Write the next part of the clinical case description of the ADA2 variant, picking up after its final sentence.
***** EXCERPTED PASSAGE
The third patient (P3) was born to nonconsanguineous parents of Belgian descent and was referred at 12 years of age because of chronic dyspepsia and abdominal pain, fatigue, and recurrent upper respiratory tract infections. Her past medical history was significant for several episodes of pneumonia and otitis media. The initial immunological evaluation demonstrated hypogammaglobulinemia and an insufficient antibody response to pneumococcal vaccine for two out of three tested serotypes Table S4. From the age of 13 on, she developed neutropenia and thrombocytopenia and was diagnosed with nodular regenerative hyperplasia and portal hypertension. Whole-exome sequencing revealed the presence of a heterozygous pathogenic variant in ADA2 (p.G47V). The G47V was inherited from her mother (P4), who reports severe Raynaud’s phenomena, multiple infections from childhood on, and pulmonary embolism after deep venous thrombosis without other identified risk factors. One nephew suffered from a stroke at the age of 38 years with no identifiable risk factors; no sequencing data were available.
**********
***** DATASET EXTRACT
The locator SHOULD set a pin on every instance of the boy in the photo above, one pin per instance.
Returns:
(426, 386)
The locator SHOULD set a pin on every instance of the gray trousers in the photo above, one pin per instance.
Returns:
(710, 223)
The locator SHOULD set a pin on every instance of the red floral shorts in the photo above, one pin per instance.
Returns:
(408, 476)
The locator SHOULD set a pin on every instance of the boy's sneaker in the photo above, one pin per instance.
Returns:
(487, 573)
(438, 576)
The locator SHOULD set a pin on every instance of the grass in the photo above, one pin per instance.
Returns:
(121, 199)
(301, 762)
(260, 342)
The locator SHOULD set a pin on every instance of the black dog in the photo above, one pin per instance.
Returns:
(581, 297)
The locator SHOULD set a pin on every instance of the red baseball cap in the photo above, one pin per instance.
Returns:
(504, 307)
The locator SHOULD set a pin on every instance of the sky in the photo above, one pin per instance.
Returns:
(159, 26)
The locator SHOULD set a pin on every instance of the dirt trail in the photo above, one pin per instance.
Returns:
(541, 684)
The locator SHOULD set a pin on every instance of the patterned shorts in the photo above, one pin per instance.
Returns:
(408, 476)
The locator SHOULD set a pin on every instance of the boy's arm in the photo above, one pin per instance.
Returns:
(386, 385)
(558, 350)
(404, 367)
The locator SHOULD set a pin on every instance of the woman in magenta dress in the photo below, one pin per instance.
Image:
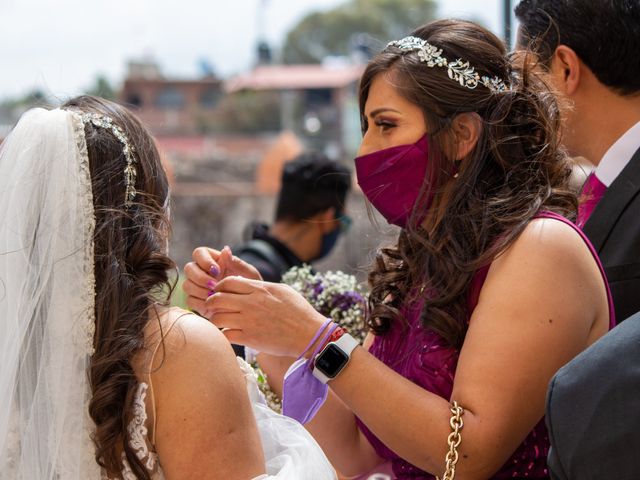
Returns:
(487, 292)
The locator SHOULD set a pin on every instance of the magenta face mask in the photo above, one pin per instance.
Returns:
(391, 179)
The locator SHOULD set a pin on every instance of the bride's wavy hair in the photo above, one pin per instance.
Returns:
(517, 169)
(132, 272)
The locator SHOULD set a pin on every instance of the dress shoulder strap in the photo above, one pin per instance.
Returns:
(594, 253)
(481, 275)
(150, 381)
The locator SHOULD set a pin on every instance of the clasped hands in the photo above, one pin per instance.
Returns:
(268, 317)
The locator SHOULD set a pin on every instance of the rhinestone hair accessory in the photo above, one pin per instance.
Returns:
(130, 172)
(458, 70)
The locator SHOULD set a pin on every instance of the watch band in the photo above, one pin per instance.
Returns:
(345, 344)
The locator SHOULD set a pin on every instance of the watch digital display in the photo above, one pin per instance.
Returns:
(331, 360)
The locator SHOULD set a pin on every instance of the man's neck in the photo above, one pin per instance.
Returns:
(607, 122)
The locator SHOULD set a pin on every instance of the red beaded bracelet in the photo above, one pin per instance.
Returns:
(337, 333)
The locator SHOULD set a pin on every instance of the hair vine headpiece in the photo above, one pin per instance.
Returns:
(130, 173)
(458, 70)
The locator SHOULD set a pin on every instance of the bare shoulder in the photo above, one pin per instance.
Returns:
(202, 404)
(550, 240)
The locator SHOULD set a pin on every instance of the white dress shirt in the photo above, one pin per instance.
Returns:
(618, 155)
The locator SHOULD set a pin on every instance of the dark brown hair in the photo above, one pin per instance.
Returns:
**********
***** DATASET EXTRACT
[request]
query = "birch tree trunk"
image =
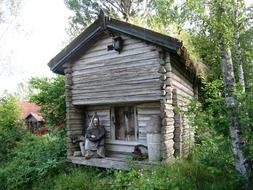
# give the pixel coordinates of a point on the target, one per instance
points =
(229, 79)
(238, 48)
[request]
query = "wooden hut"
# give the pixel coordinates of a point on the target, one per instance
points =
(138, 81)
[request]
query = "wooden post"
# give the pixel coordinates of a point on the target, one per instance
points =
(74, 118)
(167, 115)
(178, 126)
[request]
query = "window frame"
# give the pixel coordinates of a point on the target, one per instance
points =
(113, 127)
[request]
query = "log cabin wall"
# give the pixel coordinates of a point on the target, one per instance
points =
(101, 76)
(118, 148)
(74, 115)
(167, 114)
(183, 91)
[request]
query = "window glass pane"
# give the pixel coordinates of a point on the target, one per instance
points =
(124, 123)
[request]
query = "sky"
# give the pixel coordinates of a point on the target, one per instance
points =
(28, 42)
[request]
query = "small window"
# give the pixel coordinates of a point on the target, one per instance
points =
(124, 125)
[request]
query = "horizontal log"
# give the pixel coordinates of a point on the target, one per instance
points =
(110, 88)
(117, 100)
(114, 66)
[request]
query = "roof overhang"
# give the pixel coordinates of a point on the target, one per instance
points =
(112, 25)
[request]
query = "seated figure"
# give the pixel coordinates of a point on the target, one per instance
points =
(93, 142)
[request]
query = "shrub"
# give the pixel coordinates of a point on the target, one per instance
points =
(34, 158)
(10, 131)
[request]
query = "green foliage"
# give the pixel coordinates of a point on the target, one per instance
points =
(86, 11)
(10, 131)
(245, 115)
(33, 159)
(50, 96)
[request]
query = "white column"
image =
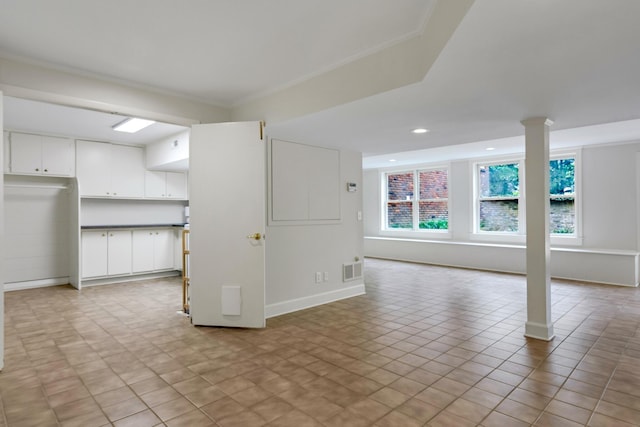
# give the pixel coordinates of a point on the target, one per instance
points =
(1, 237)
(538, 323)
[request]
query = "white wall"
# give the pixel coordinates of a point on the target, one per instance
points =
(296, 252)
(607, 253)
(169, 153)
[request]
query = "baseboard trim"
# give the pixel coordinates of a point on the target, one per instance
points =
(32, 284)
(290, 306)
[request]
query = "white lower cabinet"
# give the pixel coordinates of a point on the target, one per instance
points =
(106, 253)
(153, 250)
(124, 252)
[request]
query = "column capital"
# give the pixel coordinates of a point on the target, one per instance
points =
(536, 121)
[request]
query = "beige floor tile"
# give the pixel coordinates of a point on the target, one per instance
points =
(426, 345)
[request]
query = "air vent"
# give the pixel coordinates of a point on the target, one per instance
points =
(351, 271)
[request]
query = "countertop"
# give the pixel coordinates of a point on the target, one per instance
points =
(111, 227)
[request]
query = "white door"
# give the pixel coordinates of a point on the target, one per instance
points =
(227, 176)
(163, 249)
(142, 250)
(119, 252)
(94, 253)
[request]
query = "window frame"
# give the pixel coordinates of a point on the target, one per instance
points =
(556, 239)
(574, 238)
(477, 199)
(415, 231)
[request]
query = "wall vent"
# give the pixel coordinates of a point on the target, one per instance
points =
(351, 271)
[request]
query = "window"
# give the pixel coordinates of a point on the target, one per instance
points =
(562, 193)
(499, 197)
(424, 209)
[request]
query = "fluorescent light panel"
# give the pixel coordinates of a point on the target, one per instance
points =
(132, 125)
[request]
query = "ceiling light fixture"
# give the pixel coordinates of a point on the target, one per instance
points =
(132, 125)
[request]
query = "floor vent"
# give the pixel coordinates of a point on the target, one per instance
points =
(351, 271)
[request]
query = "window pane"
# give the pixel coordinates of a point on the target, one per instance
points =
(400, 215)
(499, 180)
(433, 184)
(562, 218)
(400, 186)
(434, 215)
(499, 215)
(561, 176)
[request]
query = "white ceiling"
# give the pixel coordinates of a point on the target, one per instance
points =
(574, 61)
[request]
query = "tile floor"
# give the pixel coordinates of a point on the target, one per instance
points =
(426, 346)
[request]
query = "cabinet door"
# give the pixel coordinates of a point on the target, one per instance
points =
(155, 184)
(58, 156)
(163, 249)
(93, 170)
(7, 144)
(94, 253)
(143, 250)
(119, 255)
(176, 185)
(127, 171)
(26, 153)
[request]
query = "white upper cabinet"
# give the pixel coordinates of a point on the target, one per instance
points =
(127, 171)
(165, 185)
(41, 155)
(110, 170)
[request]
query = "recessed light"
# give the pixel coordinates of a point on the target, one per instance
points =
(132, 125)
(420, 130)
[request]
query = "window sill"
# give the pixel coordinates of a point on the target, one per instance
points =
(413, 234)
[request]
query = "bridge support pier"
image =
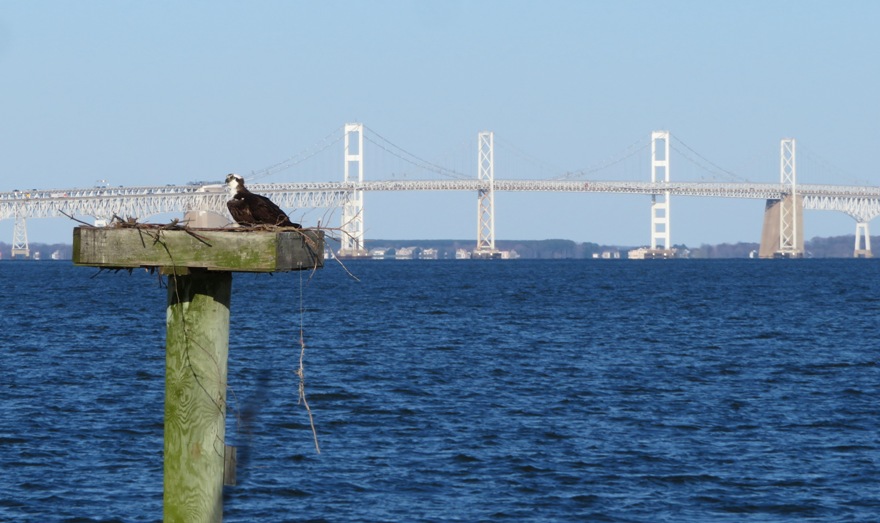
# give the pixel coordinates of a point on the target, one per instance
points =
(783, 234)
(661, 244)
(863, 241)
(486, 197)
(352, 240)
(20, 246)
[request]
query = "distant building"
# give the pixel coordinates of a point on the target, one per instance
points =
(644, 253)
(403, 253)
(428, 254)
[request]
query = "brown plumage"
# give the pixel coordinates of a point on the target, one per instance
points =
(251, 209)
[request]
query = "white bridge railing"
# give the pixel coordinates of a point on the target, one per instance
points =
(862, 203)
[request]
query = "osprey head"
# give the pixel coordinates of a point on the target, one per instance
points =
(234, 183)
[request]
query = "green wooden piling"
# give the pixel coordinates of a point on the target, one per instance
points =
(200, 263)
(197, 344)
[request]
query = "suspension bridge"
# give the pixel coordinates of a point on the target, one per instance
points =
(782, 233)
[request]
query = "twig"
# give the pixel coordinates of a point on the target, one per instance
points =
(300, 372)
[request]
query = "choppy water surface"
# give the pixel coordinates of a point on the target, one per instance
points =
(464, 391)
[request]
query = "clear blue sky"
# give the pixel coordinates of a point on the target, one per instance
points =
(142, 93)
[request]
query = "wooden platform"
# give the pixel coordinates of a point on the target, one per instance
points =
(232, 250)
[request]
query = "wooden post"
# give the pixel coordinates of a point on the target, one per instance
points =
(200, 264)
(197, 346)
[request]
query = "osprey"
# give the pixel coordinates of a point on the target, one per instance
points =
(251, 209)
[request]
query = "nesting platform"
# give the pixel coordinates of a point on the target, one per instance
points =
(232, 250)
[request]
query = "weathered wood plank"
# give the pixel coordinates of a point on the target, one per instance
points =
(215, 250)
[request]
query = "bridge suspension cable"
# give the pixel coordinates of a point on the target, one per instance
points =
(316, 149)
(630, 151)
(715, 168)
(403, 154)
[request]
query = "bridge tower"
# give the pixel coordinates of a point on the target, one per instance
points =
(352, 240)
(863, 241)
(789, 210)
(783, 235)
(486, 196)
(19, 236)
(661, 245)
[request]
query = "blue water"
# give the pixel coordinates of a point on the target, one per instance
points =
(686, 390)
**********
— YOUR RESPONSE —
P5 is the daughter of a nonconsanguineous Belgian couple. From the age of 2.5 years, she suffered from recurrent upper respiratory tract infections necessitating frequent antibiotic therapy. From 8 years of age on, she had recurrent verruca vulgaris, which persisted despite cryotherapy. Immunological work-up revealed hypogammaglobulinemia, and immunoglobulin replacement therapy was started Table S4. From the age of 14–16 years, she had recurrent episodes of painful purple-to-red skin discoloration and swelling of the feet, legs, and occasionally the face. The erythema, resembling chilblains at the feet, typically appeared after a hot shower and disappeared spontaneously after some hours. At the age of 17, whole-exome sequencing revealed the presence of a heterozygous mutation in ADA2 (G47V).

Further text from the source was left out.